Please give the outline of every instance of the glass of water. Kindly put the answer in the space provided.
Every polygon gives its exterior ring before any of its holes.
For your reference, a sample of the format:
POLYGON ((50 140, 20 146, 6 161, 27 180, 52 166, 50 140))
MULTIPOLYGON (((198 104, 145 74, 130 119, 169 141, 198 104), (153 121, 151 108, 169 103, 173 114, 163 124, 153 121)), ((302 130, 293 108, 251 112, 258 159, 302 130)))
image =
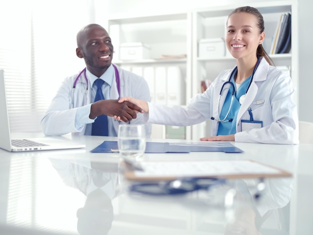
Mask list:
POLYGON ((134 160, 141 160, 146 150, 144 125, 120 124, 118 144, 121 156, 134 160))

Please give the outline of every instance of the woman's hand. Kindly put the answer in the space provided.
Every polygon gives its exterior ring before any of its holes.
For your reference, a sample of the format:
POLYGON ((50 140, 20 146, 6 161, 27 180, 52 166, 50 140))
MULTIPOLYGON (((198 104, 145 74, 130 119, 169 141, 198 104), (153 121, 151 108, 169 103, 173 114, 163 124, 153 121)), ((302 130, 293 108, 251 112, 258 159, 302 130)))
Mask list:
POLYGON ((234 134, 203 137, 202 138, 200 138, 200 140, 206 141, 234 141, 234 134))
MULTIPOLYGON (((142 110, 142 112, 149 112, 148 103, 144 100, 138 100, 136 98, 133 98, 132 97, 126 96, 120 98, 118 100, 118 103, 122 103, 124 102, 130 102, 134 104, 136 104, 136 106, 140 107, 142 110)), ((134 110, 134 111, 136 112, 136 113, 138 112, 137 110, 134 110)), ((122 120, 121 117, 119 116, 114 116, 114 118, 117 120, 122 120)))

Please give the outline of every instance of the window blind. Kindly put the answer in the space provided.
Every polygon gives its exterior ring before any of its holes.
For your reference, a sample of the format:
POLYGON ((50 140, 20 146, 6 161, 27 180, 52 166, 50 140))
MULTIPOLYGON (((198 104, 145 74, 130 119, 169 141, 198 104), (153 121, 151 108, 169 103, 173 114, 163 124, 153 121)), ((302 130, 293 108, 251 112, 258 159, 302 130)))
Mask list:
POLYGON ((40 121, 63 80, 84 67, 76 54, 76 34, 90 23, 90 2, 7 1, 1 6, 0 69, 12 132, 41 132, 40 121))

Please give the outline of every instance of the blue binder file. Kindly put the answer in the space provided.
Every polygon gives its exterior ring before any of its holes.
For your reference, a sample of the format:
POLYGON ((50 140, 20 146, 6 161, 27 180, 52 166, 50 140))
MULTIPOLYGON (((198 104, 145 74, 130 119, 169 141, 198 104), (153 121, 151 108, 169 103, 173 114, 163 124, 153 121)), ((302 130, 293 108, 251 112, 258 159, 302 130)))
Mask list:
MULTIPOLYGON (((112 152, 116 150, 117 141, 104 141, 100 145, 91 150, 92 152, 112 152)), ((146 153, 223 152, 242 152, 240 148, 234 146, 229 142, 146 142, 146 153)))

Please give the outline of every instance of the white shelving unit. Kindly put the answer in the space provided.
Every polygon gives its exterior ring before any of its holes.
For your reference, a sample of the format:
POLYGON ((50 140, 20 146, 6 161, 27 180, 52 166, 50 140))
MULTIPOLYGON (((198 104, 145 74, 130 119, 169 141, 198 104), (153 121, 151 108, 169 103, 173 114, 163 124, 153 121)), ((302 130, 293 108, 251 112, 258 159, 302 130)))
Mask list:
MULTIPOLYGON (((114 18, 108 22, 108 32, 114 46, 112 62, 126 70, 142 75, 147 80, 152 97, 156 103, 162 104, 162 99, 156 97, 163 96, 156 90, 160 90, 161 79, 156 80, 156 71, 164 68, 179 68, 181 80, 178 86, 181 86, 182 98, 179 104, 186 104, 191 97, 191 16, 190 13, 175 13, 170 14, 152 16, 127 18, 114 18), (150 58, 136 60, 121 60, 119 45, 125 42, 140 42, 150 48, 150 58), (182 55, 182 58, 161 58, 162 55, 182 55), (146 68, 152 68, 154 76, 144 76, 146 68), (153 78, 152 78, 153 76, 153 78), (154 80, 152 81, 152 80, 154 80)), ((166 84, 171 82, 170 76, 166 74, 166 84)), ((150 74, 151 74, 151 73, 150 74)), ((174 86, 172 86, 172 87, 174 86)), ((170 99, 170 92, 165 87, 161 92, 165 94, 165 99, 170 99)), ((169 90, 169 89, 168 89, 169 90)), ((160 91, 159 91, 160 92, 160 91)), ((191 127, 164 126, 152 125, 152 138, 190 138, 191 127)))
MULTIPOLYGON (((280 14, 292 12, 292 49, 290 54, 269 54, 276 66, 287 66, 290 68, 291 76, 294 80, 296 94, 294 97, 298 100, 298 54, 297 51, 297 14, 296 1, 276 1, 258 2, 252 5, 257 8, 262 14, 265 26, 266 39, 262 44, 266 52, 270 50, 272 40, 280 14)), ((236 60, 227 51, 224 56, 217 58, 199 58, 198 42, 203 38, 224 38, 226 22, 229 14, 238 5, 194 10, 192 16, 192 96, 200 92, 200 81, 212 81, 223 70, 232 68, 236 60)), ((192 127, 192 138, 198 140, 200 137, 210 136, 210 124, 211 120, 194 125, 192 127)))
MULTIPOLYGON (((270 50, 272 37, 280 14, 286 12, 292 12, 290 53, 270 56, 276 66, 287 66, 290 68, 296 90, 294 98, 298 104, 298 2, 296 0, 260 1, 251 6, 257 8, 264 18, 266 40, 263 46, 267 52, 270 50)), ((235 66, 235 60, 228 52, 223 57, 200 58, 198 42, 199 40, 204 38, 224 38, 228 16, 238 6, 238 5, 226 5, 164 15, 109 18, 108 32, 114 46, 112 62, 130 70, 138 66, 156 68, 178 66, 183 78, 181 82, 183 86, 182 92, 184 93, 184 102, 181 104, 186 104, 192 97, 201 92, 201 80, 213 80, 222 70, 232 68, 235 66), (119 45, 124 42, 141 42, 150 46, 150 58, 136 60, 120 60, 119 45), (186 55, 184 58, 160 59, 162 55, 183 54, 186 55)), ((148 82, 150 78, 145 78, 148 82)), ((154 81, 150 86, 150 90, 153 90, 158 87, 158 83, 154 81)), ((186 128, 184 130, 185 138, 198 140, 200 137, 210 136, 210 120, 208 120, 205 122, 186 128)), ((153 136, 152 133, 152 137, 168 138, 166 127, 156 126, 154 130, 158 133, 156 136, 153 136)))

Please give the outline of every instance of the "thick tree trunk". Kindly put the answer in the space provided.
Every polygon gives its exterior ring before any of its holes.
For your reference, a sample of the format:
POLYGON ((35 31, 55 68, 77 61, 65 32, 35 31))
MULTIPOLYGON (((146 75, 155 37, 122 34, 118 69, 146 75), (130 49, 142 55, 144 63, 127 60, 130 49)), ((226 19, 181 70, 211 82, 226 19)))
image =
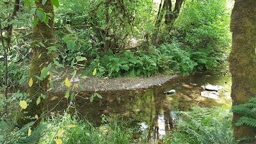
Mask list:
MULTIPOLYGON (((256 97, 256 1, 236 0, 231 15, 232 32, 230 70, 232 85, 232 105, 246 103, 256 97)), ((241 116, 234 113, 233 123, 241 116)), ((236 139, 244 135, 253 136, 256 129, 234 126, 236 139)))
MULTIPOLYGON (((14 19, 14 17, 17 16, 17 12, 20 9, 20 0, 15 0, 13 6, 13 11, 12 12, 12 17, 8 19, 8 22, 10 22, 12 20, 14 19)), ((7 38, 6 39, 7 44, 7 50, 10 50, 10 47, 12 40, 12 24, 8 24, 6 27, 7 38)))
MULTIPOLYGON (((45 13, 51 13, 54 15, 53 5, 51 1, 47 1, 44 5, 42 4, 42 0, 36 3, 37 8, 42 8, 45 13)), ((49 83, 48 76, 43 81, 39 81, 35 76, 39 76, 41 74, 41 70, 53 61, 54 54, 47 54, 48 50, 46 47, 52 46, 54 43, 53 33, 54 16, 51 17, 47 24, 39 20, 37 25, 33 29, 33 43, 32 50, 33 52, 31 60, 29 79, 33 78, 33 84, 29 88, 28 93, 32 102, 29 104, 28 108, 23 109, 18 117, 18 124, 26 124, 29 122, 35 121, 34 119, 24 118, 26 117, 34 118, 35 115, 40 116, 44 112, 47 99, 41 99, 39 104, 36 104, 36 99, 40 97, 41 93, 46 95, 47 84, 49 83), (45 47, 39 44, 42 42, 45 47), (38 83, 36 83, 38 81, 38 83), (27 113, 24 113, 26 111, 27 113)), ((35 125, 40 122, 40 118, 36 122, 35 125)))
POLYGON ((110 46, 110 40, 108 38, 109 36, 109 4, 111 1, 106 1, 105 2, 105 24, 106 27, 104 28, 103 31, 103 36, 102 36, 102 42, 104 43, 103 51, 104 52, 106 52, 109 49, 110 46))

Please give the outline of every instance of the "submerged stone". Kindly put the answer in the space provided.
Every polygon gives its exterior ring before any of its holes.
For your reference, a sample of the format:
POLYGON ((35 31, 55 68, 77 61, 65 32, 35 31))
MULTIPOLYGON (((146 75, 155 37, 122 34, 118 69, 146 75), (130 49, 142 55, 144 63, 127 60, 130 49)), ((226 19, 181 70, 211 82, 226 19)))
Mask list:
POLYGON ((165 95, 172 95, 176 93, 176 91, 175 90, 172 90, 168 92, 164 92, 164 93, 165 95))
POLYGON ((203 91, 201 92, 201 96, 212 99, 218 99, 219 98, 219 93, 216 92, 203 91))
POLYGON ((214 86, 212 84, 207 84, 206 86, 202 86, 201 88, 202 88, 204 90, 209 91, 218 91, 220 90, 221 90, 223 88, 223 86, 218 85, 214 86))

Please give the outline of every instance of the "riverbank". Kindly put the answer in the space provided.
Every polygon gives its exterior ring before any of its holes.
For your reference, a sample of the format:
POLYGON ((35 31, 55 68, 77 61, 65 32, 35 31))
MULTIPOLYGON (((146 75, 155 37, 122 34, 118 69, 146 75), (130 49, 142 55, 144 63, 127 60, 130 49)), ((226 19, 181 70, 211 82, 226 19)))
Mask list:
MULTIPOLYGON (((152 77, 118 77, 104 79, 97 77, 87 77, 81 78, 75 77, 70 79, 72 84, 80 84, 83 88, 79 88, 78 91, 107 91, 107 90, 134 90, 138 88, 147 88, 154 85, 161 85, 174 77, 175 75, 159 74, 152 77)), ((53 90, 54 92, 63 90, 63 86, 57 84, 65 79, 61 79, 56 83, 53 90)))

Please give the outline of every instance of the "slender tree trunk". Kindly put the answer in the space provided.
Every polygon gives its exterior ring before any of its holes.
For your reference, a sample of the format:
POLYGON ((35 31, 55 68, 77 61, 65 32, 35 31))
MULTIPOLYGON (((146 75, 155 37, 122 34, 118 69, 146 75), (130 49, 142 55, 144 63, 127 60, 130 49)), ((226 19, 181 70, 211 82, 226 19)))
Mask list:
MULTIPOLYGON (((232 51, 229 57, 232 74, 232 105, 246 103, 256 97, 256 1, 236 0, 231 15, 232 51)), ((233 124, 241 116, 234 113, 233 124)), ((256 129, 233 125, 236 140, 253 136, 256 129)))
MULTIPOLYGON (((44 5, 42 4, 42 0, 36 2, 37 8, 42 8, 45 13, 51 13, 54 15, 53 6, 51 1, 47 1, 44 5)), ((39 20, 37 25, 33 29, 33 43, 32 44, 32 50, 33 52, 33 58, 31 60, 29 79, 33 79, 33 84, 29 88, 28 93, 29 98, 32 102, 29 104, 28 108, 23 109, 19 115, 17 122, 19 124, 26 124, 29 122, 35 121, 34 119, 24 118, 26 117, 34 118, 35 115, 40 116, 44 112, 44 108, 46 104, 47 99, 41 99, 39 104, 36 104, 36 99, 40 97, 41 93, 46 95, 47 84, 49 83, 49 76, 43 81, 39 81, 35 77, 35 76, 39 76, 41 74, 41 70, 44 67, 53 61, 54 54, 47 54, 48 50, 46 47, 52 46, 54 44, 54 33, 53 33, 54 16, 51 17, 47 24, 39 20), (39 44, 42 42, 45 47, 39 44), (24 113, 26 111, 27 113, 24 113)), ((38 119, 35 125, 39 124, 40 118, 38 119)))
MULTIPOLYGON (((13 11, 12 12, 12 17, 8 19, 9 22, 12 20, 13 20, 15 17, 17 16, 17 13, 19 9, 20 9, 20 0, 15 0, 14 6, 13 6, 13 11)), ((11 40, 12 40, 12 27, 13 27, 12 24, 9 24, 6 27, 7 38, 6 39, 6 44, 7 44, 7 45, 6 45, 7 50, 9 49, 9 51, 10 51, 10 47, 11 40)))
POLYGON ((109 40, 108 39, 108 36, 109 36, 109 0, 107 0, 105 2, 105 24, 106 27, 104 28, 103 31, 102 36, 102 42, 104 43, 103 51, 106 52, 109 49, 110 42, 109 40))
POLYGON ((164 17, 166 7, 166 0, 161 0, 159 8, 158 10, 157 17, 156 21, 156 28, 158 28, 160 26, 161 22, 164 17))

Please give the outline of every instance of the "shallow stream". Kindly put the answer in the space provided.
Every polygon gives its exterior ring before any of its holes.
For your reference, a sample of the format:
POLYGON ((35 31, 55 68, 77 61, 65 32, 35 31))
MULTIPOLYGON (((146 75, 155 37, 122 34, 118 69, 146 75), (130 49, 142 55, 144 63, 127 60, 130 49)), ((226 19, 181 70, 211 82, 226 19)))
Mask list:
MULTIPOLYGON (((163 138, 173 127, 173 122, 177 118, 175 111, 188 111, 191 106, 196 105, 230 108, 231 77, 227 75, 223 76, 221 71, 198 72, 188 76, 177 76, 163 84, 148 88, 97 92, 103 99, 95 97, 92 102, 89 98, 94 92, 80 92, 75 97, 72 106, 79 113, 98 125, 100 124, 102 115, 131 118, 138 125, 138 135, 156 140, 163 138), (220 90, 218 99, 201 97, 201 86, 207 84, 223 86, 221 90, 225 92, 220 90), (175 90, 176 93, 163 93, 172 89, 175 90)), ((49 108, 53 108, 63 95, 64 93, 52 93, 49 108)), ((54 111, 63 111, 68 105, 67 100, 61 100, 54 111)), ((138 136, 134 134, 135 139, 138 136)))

^^^^^^^^^^^^^^^^

Polecenie » Powtórz bez żadnych zmian wiersze materiału powyżej: zacznij od wiersza zawierającego „Please give the outline of every instance of the woman's” i skończ na wierszu zawierającym „MULTIPOLYGON (((142 110, 142”, oba włącznie.

Wynik ćwiczenia »
Please give the outline of every instance of the woman's hand. Kindly put the answer in the space provided.
Every polygon gives its exterior ring before any of its holes.
For your reference, a sample of the format:
POLYGON ((50 140, 20 146, 6 161, 27 180, 52 166, 50 140))
MULTIPOLYGON (((198 104, 145 74, 130 119, 169 141, 198 104), (153 121, 151 108, 169 103, 173 114, 163 124, 153 121)), ((302 130, 293 108, 251 112, 258 159, 302 130)))
Mask list:
POLYGON ((234 134, 203 137, 202 138, 200 138, 200 140, 206 141, 234 141, 234 134))
MULTIPOLYGON (((142 110, 142 112, 149 112, 148 103, 144 100, 138 100, 136 98, 133 98, 132 97, 126 96, 120 98, 118 100, 118 103, 122 103, 124 102, 130 102, 134 104, 136 104, 136 106, 140 107, 142 110)), ((134 110, 134 111, 136 112, 136 113, 138 112, 137 110, 134 110)), ((122 120, 121 117, 119 116, 114 116, 114 118, 117 120, 122 120)))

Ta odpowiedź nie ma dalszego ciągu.